**PROBLEM STATEMENT**
Filter these entries so that only lines with the word "player" remain.

Phrase grounding data
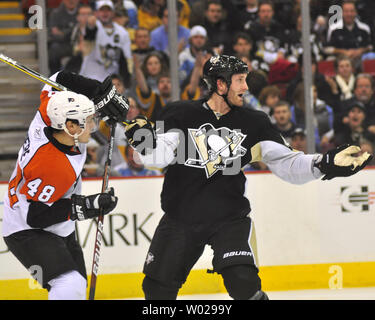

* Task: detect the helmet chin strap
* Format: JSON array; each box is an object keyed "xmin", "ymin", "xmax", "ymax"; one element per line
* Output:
[
  {"xmin": 217, "ymin": 81, "xmax": 234, "ymax": 109},
  {"xmin": 63, "ymin": 126, "xmax": 85, "ymax": 147}
]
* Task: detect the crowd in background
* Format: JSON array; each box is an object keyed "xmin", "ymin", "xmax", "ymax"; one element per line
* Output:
[{"xmin": 21, "ymin": 0, "xmax": 375, "ymax": 176}]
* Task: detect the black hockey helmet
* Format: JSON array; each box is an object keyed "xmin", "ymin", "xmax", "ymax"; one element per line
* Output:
[{"xmin": 203, "ymin": 55, "xmax": 248, "ymax": 95}]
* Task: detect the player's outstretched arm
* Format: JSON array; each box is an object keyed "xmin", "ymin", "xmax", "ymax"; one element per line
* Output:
[{"xmin": 259, "ymin": 141, "xmax": 372, "ymax": 184}]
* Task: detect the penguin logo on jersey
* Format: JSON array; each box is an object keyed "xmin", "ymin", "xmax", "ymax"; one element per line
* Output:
[{"xmin": 185, "ymin": 123, "xmax": 247, "ymax": 178}]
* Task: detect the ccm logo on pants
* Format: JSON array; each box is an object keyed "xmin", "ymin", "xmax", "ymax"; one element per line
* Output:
[{"xmin": 223, "ymin": 251, "xmax": 252, "ymax": 259}]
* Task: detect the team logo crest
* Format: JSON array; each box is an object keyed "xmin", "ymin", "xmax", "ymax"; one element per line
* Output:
[{"xmin": 185, "ymin": 123, "xmax": 247, "ymax": 178}]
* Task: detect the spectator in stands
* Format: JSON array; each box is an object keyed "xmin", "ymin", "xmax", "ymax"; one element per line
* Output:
[
  {"xmin": 149, "ymin": 2, "xmax": 190, "ymax": 55},
  {"xmin": 333, "ymin": 100, "xmax": 375, "ymax": 148},
  {"xmin": 126, "ymin": 96, "xmax": 142, "ymax": 120},
  {"xmin": 325, "ymin": 55, "xmax": 356, "ymax": 102},
  {"xmin": 290, "ymin": 128, "xmax": 308, "ymax": 154},
  {"xmin": 110, "ymin": 73, "xmax": 132, "ymax": 98},
  {"xmin": 285, "ymin": 14, "xmax": 324, "ymax": 64},
  {"xmin": 273, "ymin": 101, "xmax": 297, "ymax": 144},
  {"xmin": 65, "ymin": 4, "xmax": 93, "ymax": 73},
  {"xmin": 134, "ymin": 63, "xmax": 172, "ymax": 122},
  {"xmin": 82, "ymin": 138, "xmax": 101, "ymax": 177},
  {"xmin": 231, "ymin": 32, "xmax": 269, "ymax": 75},
  {"xmin": 200, "ymin": 0, "xmax": 232, "ymax": 55},
  {"xmin": 133, "ymin": 27, "xmax": 157, "ymax": 66},
  {"xmin": 138, "ymin": 0, "xmax": 165, "ymax": 31},
  {"xmin": 180, "ymin": 49, "xmax": 212, "ymax": 101},
  {"xmin": 326, "ymin": 0, "xmax": 373, "ymax": 64},
  {"xmin": 338, "ymin": 73, "xmax": 375, "ymax": 119},
  {"xmin": 113, "ymin": 5, "xmax": 129, "ymax": 29},
  {"xmin": 79, "ymin": 0, "xmax": 132, "ymax": 84},
  {"xmin": 134, "ymin": 51, "xmax": 169, "ymax": 95},
  {"xmin": 239, "ymin": 0, "xmax": 259, "ymax": 31},
  {"xmin": 178, "ymin": 25, "xmax": 208, "ymax": 84},
  {"xmin": 48, "ymin": 0, "xmax": 80, "ymax": 74},
  {"xmin": 286, "ymin": 54, "xmax": 336, "ymax": 111},
  {"xmin": 258, "ymin": 85, "xmax": 281, "ymax": 119},
  {"xmin": 178, "ymin": 0, "xmax": 192, "ymax": 29},
  {"xmin": 123, "ymin": 0, "xmax": 139, "ymax": 29},
  {"xmin": 246, "ymin": 0, "xmax": 289, "ymax": 66},
  {"xmin": 135, "ymin": 52, "xmax": 209, "ymax": 120},
  {"xmin": 243, "ymin": 70, "xmax": 268, "ymax": 110}
]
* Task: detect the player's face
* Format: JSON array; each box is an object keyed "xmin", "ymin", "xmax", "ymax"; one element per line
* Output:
[
  {"xmin": 227, "ymin": 73, "xmax": 248, "ymax": 107},
  {"xmin": 78, "ymin": 115, "xmax": 98, "ymax": 143}
]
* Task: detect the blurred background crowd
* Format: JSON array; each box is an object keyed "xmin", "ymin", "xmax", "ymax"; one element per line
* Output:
[{"xmin": 20, "ymin": 0, "xmax": 375, "ymax": 176}]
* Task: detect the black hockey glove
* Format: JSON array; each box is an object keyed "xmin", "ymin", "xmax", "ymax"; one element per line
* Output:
[
  {"xmin": 70, "ymin": 188, "xmax": 118, "ymax": 221},
  {"xmin": 314, "ymin": 144, "xmax": 373, "ymax": 180},
  {"xmin": 124, "ymin": 115, "xmax": 156, "ymax": 155},
  {"xmin": 93, "ymin": 76, "xmax": 129, "ymax": 123}
]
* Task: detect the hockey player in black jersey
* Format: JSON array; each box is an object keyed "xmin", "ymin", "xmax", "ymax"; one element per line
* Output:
[{"xmin": 124, "ymin": 55, "xmax": 372, "ymax": 300}]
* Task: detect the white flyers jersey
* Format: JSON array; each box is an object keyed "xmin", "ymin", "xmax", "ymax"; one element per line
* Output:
[
  {"xmin": 2, "ymin": 79, "xmax": 86, "ymax": 237},
  {"xmin": 79, "ymin": 20, "xmax": 132, "ymax": 82}
]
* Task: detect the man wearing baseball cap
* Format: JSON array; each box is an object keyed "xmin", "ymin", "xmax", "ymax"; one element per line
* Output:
[
  {"xmin": 178, "ymin": 25, "xmax": 209, "ymax": 84},
  {"xmin": 79, "ymin": 0, "xmax": 132, "ymax": 83}
]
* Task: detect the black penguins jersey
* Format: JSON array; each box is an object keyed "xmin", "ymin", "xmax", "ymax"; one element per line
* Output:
[{"xmin": 142, "ymin": 99, "xmax": 321, "ymax": 224}]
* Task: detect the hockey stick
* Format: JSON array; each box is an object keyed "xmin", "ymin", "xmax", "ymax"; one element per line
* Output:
[
  {"xmin": 0, "ymin": 53, "xmax": 68, "ymax": 91},
  {"xmin": 89, "ymin": 121, "xmax": 116, "ymax": 300},
  {"xmin": 0, "ymin": 53, "xmax": 131, "ymax": 125}
]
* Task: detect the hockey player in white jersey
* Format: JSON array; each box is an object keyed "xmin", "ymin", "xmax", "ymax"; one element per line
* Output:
[{"xmin": 2, "ymin": 71, "xmax": 129, "ymax": 300}]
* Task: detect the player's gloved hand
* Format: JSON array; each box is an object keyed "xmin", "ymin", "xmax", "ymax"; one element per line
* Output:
[
  {"xmin": 93, "ymin": 76, "xmax": 129, "ymax": 123},
  {"xmin": 314, "ymin": 144, "xmax": 373, "ymax": 180},
  {"xmin": 124, "ymin": 115, "xmax": 156, "ymax": 155},
  {"xmin": 70, "ymin": 187, "xmax": 118, "ymax": 221}
]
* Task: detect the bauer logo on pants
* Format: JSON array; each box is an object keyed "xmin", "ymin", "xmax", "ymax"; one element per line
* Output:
[{"xmin": 185, "ymin": 123, "xmax": 247, "ymax": 178}]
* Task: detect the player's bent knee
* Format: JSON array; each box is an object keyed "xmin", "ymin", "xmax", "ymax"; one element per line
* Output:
[
  {"xmin": 220, "ymin": 265, "xmax": 262, "ymax": 300},
  {"xmin": 48, "ymin": 270, "xmax": 87, "ymax": 300},
  {"xmin": 142, "ymin": 276, "xmax": 179, "ymax": 300}
]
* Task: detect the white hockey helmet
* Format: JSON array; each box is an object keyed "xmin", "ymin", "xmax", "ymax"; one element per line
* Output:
[
  {"xmin": 47, "ymin": 91, "xmax": 96, "ymax": 130},
  {"xmin": 47, "ymin": 91, "xmax": 97, "ymax": 145}
]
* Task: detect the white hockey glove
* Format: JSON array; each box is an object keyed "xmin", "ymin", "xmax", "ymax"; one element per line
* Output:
[
  {"xmin": 71, "ymin": 188, "xmax": 118, "ymax": 221},
  {"xmin": 314, "ymin": 144, "xmax": 373, "ymax": 180}
]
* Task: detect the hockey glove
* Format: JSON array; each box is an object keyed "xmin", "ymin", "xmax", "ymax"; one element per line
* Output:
[
  {"xmin": 93, "ymin": 76, "xmax": 129, "ymax": 123},
  {"xmin": 315, "ymin": 144, "xmax": 373, "ymax": 180},
  {"xmin": 70, "ymin": 187, "xmax": 118, "ymax": 221},
  {"xmin": 124, "ymin": 115, "xmax": 156, "ymax": 155}
]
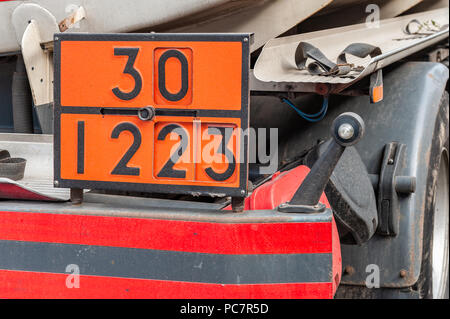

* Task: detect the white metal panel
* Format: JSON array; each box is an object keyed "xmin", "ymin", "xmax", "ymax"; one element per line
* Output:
[
  {"xmin": 254, "ymin": 8, "xmax": 449, "ymax": 85},
  {"xmin": 0, "ymin": 0, "xmax": 250, "ymax": 54},
  {"xmin": 298, "ymin": 0, "xmax": 425, "ymax": 33},
  {"xmin": 168, "ymin": 0, "xmax": 334, "ymax": 51},
  {"xmin": 21, "ymin": 20, "xmax": 54, "ymax": 107},
  {"xmin": 0, "ymin": 1, "xmax": 21, "ymax": 54}
]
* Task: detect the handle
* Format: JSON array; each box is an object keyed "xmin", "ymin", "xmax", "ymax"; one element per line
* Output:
[{"xmin": 289, "ymin": 112, "xmax": 365, "ymax": 206}]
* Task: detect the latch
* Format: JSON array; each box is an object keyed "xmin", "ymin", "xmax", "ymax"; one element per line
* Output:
[{"xmin": 370, "ymin": 142, "xmax": 416, "ymax": 236}]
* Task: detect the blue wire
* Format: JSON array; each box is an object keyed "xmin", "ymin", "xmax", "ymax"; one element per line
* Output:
[
  {"xmin": 282, "ymin": 97, "xmax": 328, "ymax": 122},
  {"xmin": 282, "ymin": 96, "xmax": 329, "ymax": 122}
]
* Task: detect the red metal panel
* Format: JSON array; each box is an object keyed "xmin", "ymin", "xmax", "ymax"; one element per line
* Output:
[
  {"xmin": 225, "ymin": 165, "xmax": 330, "ymax": 210},
  {"xmin": 225, "ymin": 165, "xmax": 341, "ymax": 295},
  {"xmin": 0, "ymin": 270, "xmax": 333, "ymax": 299},
  {"xmin": 0, "ymin": 183, "xmax": 55, "ymax": 201},
  {"xmin": 0, "ymin": 211, "xmax": 331, "ymax": 255},
  {"xmin": 0, "ymin": 165, "xmax": 341, "ymax": 298}
]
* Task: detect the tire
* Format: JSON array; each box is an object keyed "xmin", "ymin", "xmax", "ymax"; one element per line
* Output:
[{"xmin": 414, "ymin": 91, "xmax": 449, "ymax": 299}]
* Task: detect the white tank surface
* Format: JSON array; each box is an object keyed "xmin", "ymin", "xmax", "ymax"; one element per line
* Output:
[
  {"xmin": 0, "ymin": 0, "xmax": 266, "ymax": 54},
  {"xmin": 3, "ymin": 0, "xmax": 447, "ymax": 55},
  {"xmin": 298, "ymin": 0, "xmax": 449, "ymax": 32}
]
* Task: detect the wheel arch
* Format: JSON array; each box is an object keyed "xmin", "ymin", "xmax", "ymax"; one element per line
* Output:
[{"xmin": 277, "ymin": 61, "xmax": 449, "ymax": 289}]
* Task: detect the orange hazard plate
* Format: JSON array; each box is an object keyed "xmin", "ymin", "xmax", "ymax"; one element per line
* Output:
[{"xmin": 54, "ymin": 33, "xmax": 250, "ymax": 197}]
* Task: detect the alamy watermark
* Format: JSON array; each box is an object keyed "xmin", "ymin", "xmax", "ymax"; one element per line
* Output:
[
  {"xmin": 365, "ymin": 264, "xmax": 380, "ymax": 288},
  {"xmin": 65, "ymin": 264, "xmax": 80, "ymax": 289},
  {"xmin": 365, "ymin": 4, "xmax": 380, "ymax": 29},
  {"xmin": 165, "ymin": 125, "xmax": 279, "ymax": 175}
]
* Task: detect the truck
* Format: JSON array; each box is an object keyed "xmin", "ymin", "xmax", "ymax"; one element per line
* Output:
[{"xmin": 0, "ymin": 0, "xmax": 448, "ymax": 299}]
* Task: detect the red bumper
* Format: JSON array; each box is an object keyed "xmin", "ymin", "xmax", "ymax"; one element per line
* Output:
[{"xmin": 0, "ymin": 166, "xmax": 341, "ymax": 298}]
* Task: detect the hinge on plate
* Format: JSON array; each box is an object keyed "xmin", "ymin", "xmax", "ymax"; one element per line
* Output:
[{"xmin": 371, "ymin": 142, "xmax": 416, "ymax": 236}]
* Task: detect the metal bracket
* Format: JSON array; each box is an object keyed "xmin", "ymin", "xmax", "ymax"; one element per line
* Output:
[
  {"xmin": 12, "ymin": 3, "xmax": 59, "ymax": 46},
  {"xmin": 373, "ymin": 142, "xmax": 416, "ymax": 236},
  {"xmin": 58, "ymin": 6, "xmax": 86, "ymax": 32},
  {"xmin": 250, "ymin": 70, "xmax": 335, "ymax": 95},
  {"xmin": 278, "ymin": 202, "xmax": 326, "ymax": 213},
  {"xmin": 231, "ymin": 197, "xmax": 245, "ymax": 213},
  {"xmin": 70, "ymin": 188, "xmax": 84, "ymax": 205},
  {"xmin": 20, "ymin": 20, "xmax": 54, "ymax": 106},
  {"xmin": 20, "ymin": 20, "xmax": 54, "ymax": 134},
  {"xmin": 12, "ymin": 3, "xmax": 58, "ymax": 134}
]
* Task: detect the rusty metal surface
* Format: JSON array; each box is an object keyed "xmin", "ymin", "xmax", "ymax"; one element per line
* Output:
[{"xmin": 58, "ymin": 6, "xmax": 85, "ymax": 32}]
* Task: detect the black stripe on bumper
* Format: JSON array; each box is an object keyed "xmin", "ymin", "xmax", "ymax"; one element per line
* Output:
[{"xmin": 0, "ymin": 240, "xmax": 331, "ymax": 284}]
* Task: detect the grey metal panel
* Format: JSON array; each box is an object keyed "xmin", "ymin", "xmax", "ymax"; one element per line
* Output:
[
  {"xmin": 278, "ymin": 61, "xmax": 449, "ymax": 287},
  {"xmin": 0, "ymin": 58, "xmax": 42, "ymax": 133},
  {"xmin": 0, "ymin": 199, "xmax": 333, "ymax": 224},
  {"xmin": 0, "ymin": 58, "xmax": 15, "ymax": 132},
  {"xmin": 339, "ymin": 62, "xmax": 448, "ymax": 288}
]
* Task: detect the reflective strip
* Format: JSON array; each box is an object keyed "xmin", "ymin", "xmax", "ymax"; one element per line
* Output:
[{"xmin": 0, "ymin": 240, "xmax": 332, "ymax": 284}]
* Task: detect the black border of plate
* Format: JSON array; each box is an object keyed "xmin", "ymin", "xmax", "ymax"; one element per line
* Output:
[{"xmin": 53, "ymin": 33, "xmax": 250, "ymax": 197}]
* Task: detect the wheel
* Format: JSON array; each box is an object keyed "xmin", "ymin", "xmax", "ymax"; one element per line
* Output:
[
  {"xmin": 415, "ymin": 91, "xmax": 449, "ymax": 299},
  {"xmin": 432, "ymin": 146, "xmax": 449, "ymax": 298}
]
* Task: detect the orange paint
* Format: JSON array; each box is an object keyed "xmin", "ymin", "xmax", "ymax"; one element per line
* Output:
[
  {"xmin": 60, "ymin": 41, "xmax": 242, "ymax": 110},
  {"xmin": 371, "ymin": 85, "xmax": 383, "ymax": 103},
  {"xmin": 60, "ymin": 114, "xmax": 241, "ymax": 188},
  {"xmin": 56, "ymin": 36, "xmax": 248, "ymax": 194}
]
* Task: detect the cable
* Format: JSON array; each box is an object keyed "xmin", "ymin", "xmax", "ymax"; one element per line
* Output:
[{"xmin": 282, "ymin": 96, "xmax": 329, "ymax": 122}]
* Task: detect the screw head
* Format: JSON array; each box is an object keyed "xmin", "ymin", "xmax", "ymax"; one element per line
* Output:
[
  {"xmin": 54, "ymin": 180, "xmax": 59, "ymax": 186},
  {"xmin": 332, "ymin": 112, "xmax": 365, "ymax": 147},
  {"xmin": 344, "ymin": 265, "xmax": 355, "ymax": 275},
  {"xmin": 138, "ymin": 106, "xmax": 155, "ymax": 121},
  {"xmin": 399, "ymin": 269, "xmax": 407, "ymax": 278},
  {"xmin": 337, "ymin": 123, "xmax": 355, "ymax": 140}
]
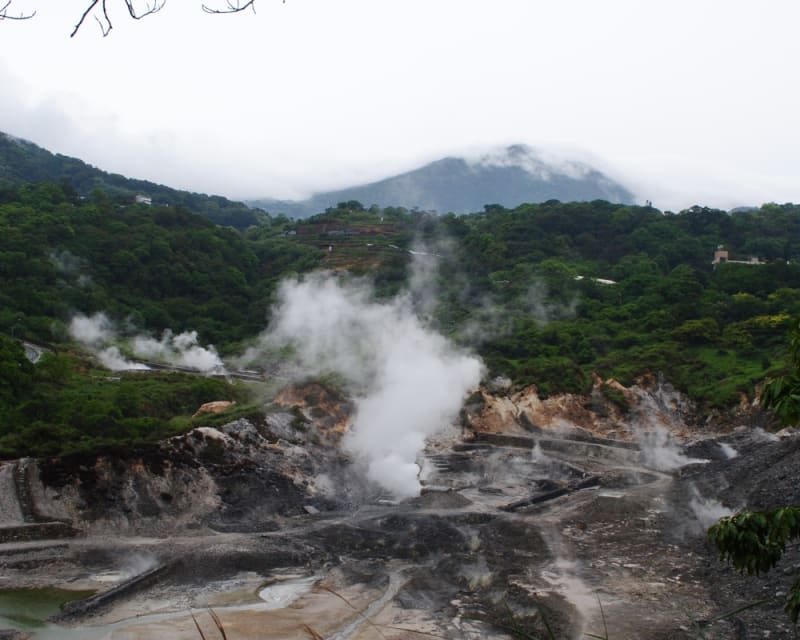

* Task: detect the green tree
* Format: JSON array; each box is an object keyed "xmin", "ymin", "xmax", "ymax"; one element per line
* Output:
[
  {"xmin": 709, "ymin": 507, "xmax": 800, "ymax": 623},
  {"xmin": 708, "ymin": 316, "xmax": 800, "ymax": 622},
  {"xmin": 759, "ymin": 316, "xmax": 800, "ymax": 425},
  {"xmin": 0, "ymin": 336, "xmax": 34, "ymax": 401},
  {"xmin": 670, "ymin": 318, "xmax": 719, "ymax": 344}
]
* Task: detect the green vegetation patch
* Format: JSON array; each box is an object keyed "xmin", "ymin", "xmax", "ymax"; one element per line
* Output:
[
  {"xmin": 4, "ymin": 184, "xmax": 800, "ymax": 432},
  {"xmin": 0, "ymin": 336, "xmax": 247, "ymax": 459}
]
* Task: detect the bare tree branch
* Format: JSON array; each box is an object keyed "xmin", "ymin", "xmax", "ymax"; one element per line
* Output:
[
  {"xmin": 71, "ymin": 0, "xmax": 165, "ymax": 37},
  {"xmin": 201, "ymin": 0, "xmax": 257, "ymax": 15},
  {"xmin": 71, "ymin": 0, "xmax": 101, "ymax": 37},
  {"xmin": 99, "ymin": 0, "xmax": 112, "ymax": 35},
  {"xmin": 123, "ymin": 0, "xmax": 166, "ymax": 21},
  {"xmin": 3, "ymin": 0, "xmax": 277, "ymax": 36},
  {"xmin": 0, "ymin": 0, "xmax": 36, "ymax": 21}
]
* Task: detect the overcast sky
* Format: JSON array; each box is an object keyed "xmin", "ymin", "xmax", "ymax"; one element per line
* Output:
[{"xmin": 1, "ymin": 0, "xmax": 798, "ymax": 211}]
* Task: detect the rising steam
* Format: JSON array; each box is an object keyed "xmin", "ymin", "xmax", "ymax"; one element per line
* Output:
[
  {"xmin": 68, "ymin": 312, "xmax": 222, "ymax": 372},
  {"xmin": 251, "ymin": 272, "xmax": 484, "ymax": 498},
  {"xmin": 69, "ymin": 312, "xmax": 149, "ymax": 371},
  {"xmin": 131, "ymin": 330, "xmax": 223, "ymax": 371},
  {"xmin": 637, "ymin": 426, "xmax": 707, "ymax": 471},
  {"xmin": 686, "ymin": 484, "xmax": 735, "ymax": 534}
]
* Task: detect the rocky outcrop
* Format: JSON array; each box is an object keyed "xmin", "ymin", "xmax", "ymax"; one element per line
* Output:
[
  {"xmin": 273, "ymin": 382, "xmax": 353, "ymax": 439},
  {"xmin": 0, "ymin": 459, "xmax": 80, "ymax": 543},
  {"xmin": 465, "ymin": 373, "xmax": 755, "ymax": 443},
  {"xmin": 10, "ymin": 377, "xmax": 768, "ymax": 540},
  {"xmin": 192, "ymin": 400, "xmax": 236, "ymax": 417},
  {"xmin": 16, "ymin": 383, "xmax": 366, "ymax": 537}
]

**YOUR RESPONSE**
* Task: detect the player's outstretched arm
* Task: detect the player's face
* Task: detect the hockey player in black jersey
* Task: detect the hockey player in white jersey
* Task: detect the player's gloved hand
* Task: detect the player's bent knee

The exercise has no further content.